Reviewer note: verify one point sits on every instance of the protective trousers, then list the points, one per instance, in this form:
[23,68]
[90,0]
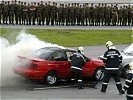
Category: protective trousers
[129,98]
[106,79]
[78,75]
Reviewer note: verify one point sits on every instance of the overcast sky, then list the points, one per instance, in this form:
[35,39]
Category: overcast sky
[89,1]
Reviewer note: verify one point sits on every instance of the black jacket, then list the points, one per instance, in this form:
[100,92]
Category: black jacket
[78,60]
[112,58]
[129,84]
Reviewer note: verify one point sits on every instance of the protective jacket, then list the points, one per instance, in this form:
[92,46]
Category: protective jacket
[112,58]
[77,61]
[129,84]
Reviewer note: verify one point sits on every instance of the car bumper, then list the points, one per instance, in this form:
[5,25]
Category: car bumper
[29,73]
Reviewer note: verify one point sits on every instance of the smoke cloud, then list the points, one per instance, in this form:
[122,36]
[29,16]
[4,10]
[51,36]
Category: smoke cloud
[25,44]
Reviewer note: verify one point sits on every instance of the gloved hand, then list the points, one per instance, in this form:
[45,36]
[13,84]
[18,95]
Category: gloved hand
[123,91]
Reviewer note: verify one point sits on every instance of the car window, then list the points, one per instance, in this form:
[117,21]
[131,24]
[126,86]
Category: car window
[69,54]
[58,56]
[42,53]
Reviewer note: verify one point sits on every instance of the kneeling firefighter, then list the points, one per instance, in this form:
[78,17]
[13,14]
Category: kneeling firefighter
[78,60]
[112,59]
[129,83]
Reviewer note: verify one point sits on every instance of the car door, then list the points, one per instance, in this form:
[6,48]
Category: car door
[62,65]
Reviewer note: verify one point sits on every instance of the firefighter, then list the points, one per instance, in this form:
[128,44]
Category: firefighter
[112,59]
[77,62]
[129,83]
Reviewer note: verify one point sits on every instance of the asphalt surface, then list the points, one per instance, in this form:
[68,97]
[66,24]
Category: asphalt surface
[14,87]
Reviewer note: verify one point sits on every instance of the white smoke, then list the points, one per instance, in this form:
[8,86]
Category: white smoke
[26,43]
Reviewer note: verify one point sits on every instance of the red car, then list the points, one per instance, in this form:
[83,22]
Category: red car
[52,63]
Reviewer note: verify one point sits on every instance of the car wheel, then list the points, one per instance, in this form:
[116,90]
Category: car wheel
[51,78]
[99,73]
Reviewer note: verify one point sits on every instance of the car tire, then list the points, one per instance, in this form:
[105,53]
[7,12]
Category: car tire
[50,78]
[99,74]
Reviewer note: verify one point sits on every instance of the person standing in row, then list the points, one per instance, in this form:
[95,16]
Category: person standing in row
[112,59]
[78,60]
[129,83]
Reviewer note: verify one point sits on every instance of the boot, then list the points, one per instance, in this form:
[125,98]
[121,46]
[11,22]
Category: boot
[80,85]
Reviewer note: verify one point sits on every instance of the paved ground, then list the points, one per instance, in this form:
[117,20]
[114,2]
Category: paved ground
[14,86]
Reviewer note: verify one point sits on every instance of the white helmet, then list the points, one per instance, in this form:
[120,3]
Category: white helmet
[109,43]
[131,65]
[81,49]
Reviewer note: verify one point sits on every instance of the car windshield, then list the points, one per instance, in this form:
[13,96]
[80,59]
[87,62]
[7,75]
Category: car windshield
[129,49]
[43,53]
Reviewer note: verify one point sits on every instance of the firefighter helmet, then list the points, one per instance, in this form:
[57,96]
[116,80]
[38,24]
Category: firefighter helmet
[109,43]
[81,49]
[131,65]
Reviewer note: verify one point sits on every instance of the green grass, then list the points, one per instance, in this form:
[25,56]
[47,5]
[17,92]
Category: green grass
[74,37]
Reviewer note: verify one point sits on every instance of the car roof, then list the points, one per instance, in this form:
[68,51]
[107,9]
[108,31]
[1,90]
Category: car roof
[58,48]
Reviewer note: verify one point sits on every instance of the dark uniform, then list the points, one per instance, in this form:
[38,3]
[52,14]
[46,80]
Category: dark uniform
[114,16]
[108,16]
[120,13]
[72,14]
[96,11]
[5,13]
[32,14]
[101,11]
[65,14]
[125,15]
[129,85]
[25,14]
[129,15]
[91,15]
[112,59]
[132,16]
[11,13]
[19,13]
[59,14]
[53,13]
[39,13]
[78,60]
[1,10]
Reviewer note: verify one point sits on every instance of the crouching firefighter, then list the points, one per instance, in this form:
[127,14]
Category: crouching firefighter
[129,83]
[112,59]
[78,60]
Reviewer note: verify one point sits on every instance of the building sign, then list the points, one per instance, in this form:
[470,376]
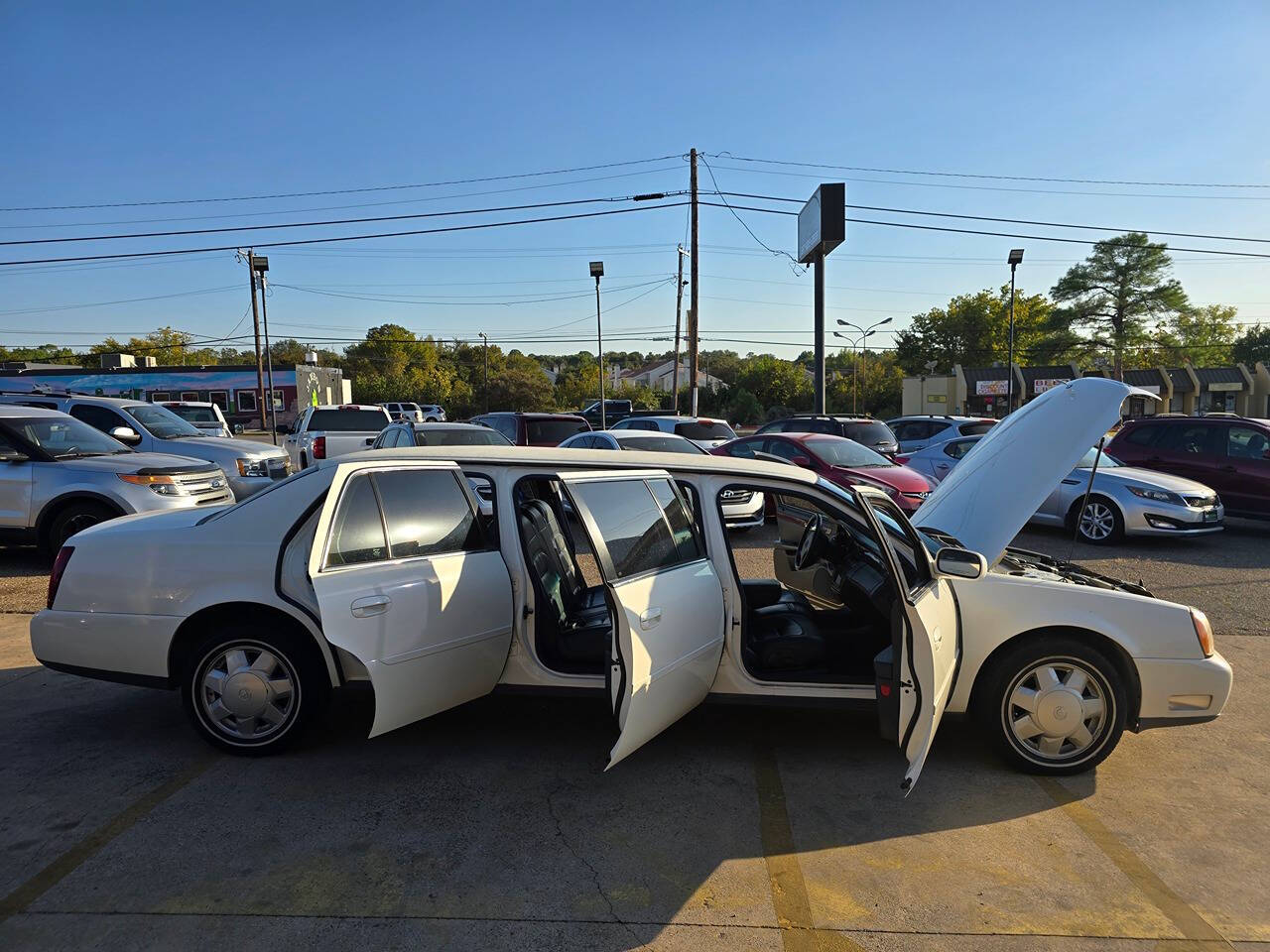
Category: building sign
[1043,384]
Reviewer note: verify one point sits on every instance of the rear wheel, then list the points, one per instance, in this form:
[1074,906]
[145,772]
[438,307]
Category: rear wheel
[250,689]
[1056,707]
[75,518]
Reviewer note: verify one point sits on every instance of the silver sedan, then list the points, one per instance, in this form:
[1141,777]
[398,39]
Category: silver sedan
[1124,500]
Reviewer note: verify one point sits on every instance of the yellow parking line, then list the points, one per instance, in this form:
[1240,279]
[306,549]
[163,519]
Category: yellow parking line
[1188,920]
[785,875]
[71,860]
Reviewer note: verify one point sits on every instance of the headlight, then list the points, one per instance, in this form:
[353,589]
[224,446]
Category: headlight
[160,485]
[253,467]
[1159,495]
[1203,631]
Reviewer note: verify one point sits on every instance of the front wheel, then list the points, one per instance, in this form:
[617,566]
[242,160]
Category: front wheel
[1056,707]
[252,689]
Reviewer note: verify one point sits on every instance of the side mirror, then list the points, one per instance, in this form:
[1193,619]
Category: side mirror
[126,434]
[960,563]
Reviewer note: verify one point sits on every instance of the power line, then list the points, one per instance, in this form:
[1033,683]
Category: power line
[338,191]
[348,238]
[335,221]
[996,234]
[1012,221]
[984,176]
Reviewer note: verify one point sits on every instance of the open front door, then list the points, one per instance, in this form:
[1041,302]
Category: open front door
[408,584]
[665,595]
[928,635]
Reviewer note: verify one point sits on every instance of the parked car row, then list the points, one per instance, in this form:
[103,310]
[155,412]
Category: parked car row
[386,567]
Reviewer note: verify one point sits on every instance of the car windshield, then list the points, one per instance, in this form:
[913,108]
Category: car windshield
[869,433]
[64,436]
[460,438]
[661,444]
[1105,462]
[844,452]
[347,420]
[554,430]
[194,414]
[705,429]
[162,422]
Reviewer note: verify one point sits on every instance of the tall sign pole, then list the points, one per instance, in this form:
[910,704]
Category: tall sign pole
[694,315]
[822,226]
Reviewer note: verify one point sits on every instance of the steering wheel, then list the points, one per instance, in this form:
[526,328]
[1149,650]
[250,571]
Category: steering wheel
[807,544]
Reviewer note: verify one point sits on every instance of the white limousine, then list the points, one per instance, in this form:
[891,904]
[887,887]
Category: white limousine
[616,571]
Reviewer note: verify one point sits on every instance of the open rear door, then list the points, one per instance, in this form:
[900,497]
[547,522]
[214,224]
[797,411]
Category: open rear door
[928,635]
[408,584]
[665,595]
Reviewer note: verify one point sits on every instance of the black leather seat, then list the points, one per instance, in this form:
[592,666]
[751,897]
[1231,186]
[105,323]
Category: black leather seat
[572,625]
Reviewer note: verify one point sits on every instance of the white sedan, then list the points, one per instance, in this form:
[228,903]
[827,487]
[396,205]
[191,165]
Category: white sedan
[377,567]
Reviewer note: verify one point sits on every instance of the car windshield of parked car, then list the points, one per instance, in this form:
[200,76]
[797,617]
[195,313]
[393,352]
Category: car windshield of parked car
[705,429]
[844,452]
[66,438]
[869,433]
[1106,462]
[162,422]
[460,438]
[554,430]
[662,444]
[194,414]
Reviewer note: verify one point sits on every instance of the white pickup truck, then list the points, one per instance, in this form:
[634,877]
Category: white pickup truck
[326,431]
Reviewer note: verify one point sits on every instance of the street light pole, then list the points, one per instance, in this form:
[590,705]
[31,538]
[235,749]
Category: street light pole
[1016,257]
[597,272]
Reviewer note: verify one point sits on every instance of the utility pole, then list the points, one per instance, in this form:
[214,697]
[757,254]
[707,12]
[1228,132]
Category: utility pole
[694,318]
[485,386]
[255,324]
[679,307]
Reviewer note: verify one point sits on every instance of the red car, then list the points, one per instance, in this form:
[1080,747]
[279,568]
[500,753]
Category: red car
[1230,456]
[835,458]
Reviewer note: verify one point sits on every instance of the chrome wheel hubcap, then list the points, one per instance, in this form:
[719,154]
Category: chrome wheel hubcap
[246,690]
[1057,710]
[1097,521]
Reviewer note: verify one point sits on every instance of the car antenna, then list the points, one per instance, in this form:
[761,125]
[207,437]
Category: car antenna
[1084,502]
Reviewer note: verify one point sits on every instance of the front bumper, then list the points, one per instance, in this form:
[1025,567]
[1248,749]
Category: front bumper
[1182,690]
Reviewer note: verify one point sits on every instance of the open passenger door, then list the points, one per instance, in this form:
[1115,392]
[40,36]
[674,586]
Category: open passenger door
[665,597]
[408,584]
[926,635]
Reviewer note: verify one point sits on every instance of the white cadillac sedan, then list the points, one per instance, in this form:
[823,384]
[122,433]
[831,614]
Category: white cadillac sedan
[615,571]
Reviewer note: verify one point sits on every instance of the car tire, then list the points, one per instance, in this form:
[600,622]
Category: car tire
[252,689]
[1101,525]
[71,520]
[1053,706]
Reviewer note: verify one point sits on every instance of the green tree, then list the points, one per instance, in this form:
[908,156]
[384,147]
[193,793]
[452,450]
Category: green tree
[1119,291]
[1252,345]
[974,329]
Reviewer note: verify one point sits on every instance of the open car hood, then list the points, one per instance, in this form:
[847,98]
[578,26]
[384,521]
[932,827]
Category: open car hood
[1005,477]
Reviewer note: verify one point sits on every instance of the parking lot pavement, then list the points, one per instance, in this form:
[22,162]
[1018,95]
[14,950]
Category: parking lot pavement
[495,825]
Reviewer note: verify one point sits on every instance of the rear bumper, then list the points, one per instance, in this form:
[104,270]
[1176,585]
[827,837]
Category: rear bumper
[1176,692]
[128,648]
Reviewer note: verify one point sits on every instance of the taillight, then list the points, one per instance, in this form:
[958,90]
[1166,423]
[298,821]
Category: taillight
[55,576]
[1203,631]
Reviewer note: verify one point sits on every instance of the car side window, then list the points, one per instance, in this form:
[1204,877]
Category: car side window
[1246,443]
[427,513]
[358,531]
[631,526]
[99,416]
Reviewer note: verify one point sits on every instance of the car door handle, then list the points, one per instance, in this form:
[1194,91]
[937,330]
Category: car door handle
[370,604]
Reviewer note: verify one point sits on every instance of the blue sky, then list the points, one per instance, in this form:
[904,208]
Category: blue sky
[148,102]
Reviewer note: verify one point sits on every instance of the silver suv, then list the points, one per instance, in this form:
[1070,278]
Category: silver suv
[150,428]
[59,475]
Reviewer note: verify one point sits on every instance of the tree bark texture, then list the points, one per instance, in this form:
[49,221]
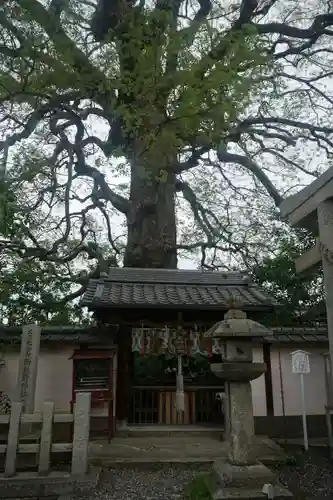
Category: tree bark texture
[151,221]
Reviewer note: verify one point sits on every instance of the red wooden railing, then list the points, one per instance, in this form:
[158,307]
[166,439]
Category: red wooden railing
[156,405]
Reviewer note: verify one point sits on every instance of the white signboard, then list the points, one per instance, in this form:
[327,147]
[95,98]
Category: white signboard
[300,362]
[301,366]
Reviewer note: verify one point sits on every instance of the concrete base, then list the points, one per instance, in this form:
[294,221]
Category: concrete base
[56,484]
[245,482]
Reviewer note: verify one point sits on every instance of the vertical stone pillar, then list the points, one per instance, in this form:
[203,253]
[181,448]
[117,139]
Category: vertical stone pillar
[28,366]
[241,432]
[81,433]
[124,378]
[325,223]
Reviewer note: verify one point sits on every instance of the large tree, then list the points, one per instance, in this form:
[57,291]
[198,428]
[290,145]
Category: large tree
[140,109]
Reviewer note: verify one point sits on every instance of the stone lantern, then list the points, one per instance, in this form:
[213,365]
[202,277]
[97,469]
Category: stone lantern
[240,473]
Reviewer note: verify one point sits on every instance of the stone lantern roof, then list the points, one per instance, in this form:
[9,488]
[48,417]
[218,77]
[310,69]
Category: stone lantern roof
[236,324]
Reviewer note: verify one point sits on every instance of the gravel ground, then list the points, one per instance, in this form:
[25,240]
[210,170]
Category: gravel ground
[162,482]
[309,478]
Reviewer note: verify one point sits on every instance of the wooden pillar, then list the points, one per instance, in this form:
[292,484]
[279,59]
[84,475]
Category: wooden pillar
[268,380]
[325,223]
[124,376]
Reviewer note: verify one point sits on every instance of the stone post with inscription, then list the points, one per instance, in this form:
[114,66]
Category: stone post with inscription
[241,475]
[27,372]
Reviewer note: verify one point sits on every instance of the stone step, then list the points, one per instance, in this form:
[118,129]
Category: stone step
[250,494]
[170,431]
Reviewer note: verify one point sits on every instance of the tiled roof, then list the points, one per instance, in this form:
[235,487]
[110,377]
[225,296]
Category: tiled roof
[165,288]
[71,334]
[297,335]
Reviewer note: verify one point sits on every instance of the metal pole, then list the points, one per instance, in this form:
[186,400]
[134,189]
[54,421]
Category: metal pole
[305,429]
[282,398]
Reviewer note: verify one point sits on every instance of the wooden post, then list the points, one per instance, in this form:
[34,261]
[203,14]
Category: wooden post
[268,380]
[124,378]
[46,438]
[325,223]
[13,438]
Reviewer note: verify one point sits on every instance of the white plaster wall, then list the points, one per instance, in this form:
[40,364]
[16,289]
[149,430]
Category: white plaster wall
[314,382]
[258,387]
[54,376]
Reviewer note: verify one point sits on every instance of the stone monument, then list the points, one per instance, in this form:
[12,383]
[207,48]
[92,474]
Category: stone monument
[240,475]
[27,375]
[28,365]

» EXERCISE TASK:
Give again only the lines of the material above that run from the one with "stone step, then" through the end, both included, exactly as they appear.

» FINAL ANSWER:
Reviewer note: verify one point sits on every instance of the stone step, then list the points, one per instance, in this form:
[118,129]
Category: stone step
[250,494]
[170,431]
Reviewer note: verify one point sits on every instance of the tiled roof, then list the points, one per instance, in this form:
[235,487]
[110,377]
[225,296]
Category: tiled roof
[165,288]
[71,334]
[297,335]
Reviewer note: verify one point sits on every instance of the metal pole, then list the points, one per instance, in this form:
[186,400]
[134,189]
[54,421]
Category: metal pole
[305,429]
[282,398]
Reviewer note: verify one point sits on every instance of the wooden post, then list the points, one per instance, in this form:
[34,261]
[203,14]
Category: wooden post
[268,380]
[124,378]
[46,438]
[325,223]
[13,438]
Reviewer note: verify one point sits on every instance of the white plaster wall, then list the points, one per instance, in this form:
[40,364]
[16,289]
[149,430]
Category: white plaster wall
[314,382]
[258,387]
[54,376]
Reviewer note: verify one point sits on every instance of the stone monument, then list the points, one per instance, in this form:
[12,383]
[207,48]
[92,474]
Category: stone monument
[240,475]
[27,375]
[28,365]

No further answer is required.